• Excerpt:
═══
CHICAGO — At least two Chicago churches defied public orders and held services Sunday.
One of them has filed a lawsuit challenging Illinois Gov. JB Pritzker’s stay-at-home order.
Metro Praise International church in the city’s Belmont-Cragin neighborhood held two in-person services on Sunday. One had around 60 people and the other had around 40, down for its normal of over 100.
“They were more spread out, there are hand sanitizers all around our building,” said Pastor Joe Wyrostek. “We did our best to make everyone feel like they could be there at whatever spectrum they were at.”
The pastor held a discussion online Monday for over four hours on this issue. He said the decision to open was based on science and constitutionally-protected religious freedoms.
On Sunday, Wyrostek offered hugs to those who wanted one.
“I said, ‘Some of you haven’t been, you know, haven’t had a human touch in a while,'” said Pastor Wyrostek. “If you just need a hug or someone to love on you, I’m willing to take that risk as well.”
The pastor said for seven weeks, he encouraged his members to stay home and socially distance, but now he says the time has come to change.
“Science and evidence, we are tracking the numbers, and we’re believing, with the facts that are presented to us that Illinois is ready to take steps to start opening like Indiana,” Pastor Wyrostek said.
Over in Albany Park, Elim Romanian Pentecostal Church in Albany Park also held services Sunday where reportedly more than 100 people attended.
Elim is one of two Chicago-area churches that haved sued the governor.
Pastor Christian Ionescu said restrictions will be put in place to protect people, but services will continue.
“Media analysis indicate that we are months away from phase four services with 50, or less in attendance. And at least a year to normality. This is insane,” he said. “Therefore, we concluded that the best restoration process has to be proposed decided upon and implemented by each individual church.”
Mayor Lori Lightfoot criticized Metro Praise International for defying her and the governor’s orders.
“We know that gathering in congregate settings without appropriate protocols and social distancing is exactly the breeding ground for the virus, we’ve seen that happening in churches and funerals,” she said. “So we have to remain diligent.”
The pastor said if there was to be an outbreak, he would draw back on different things. He is willing to let his church be a control group.
“What we’re saying as Christians is we’re willing to be the control group and that’s why I think the disconnect is, because aren’t we all going to have to do this sooner or later,” Pastor Wyrostek said.
When asked if arrests may result from these services continuing, the mayor said it’s not her intention to arrest parishioners, but rather educate people into compliance.
═══
• Extracted material:
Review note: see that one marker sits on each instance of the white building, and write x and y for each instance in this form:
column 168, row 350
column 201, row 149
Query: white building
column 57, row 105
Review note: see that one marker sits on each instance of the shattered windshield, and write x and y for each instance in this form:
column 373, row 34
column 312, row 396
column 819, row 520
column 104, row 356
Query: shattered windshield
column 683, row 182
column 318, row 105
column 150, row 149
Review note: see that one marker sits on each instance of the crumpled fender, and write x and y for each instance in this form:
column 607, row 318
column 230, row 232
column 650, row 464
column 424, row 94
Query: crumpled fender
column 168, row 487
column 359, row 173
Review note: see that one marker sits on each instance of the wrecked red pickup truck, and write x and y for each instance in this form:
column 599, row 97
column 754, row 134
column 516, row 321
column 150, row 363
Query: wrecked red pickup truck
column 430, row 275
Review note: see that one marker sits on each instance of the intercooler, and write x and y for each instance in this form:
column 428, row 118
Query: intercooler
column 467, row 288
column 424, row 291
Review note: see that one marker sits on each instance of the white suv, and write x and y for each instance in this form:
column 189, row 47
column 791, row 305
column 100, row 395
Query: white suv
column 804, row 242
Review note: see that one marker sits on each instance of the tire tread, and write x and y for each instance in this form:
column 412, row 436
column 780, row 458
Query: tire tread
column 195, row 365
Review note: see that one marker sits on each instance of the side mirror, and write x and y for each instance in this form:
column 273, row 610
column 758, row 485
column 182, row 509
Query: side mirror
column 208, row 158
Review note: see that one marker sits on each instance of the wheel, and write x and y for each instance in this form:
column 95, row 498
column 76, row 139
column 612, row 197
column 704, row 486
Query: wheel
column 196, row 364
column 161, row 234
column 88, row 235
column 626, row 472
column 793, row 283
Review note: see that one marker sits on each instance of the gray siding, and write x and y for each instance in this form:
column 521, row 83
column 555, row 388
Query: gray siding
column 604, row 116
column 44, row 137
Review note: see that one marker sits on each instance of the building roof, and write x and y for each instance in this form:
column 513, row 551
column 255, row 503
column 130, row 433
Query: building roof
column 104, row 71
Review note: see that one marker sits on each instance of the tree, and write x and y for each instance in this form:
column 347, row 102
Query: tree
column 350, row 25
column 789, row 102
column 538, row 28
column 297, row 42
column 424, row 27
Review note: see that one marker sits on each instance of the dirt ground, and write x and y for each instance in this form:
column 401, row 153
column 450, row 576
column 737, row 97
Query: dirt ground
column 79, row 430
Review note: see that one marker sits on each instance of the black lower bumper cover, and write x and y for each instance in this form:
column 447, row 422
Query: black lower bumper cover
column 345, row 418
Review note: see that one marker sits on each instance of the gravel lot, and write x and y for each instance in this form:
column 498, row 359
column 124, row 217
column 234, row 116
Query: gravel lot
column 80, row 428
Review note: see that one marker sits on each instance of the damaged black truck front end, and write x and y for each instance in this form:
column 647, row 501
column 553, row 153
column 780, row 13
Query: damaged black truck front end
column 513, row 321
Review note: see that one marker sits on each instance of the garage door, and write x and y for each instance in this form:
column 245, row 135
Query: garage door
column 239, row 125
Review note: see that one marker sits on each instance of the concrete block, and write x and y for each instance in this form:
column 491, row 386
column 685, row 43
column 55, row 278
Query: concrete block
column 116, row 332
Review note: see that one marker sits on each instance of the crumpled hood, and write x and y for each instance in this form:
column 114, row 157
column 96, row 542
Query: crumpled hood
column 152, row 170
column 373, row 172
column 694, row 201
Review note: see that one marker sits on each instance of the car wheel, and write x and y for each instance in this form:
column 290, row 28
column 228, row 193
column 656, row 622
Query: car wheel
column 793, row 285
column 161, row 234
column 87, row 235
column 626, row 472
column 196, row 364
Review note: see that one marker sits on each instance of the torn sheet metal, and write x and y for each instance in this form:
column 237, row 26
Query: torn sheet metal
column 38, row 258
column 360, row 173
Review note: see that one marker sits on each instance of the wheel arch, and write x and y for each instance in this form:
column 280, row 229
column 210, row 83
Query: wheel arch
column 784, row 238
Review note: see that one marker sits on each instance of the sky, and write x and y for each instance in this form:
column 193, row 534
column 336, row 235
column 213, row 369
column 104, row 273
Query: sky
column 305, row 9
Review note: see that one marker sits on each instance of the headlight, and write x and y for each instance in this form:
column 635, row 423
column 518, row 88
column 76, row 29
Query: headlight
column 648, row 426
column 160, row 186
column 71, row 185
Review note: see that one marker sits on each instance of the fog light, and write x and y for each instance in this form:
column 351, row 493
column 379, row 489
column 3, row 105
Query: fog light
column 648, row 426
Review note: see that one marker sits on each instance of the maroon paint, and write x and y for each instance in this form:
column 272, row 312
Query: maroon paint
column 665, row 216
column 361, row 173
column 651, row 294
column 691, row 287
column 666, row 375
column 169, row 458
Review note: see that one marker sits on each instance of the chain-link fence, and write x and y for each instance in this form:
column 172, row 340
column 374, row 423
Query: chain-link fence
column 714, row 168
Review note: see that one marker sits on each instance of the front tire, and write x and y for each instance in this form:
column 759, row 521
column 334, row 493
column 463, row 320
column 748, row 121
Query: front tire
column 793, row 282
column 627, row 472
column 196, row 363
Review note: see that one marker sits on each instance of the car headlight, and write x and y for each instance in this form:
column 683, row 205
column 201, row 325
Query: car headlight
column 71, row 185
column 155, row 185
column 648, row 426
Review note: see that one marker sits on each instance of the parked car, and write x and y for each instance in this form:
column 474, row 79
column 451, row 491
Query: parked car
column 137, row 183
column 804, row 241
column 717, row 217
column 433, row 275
═══
• Required action 1:
According to the article on the Chicago churches, about how many people attended each of Metro Praise International's two Sunday services?
• Required action 2:
In the article on the Chicago churches, rewrite the passage from "Over in Albany" to "the governor’s orders.", changing "Albany Park" to "that neighborhood".
• Required action 3:
Does the article on the Chicago churches support each statement? (a) Metro Praise International is in the Belmont-Cragin neighborhood. (b) Pastor Wyrostek encouraged his members to stay home for ten weeks. (c) The mayor said she intends to arrest parishioners.

• Task solution 1:
One service had around 60 people and the other had around 40.

• Task solution 2:
Over in that neighborhood, Elim Romanian Pentecostal Church in that neighborhood also held services Sunday where reportedly more than 100 people attended.
Elim is one of two Chicago-area churches that haved sued the governor.
Pastor Christian Ionescu said restrictions will be put in place to protect people, but services will continue.
“Media analysis indicate that we are months away from phase four services with 50, or less in attendance. And at least a year to normality. This is insane,” he said. “Therefore, we concluded that the best restoration process has to be proposed decided upon and implemented by each individual church.”
Mayor Lori Lightfoot criticized Metro Praise International for defying her and the governor’s orders.

• Task solution 3:
(a) Yes: "Metro Praise International church in the city’s Belmont-Cragin neighborhood"
(b) No: "for seven weeks, he encouraged his members to stay home and socially distance"
(c) No: "it’s not her intention to arrest parishioners"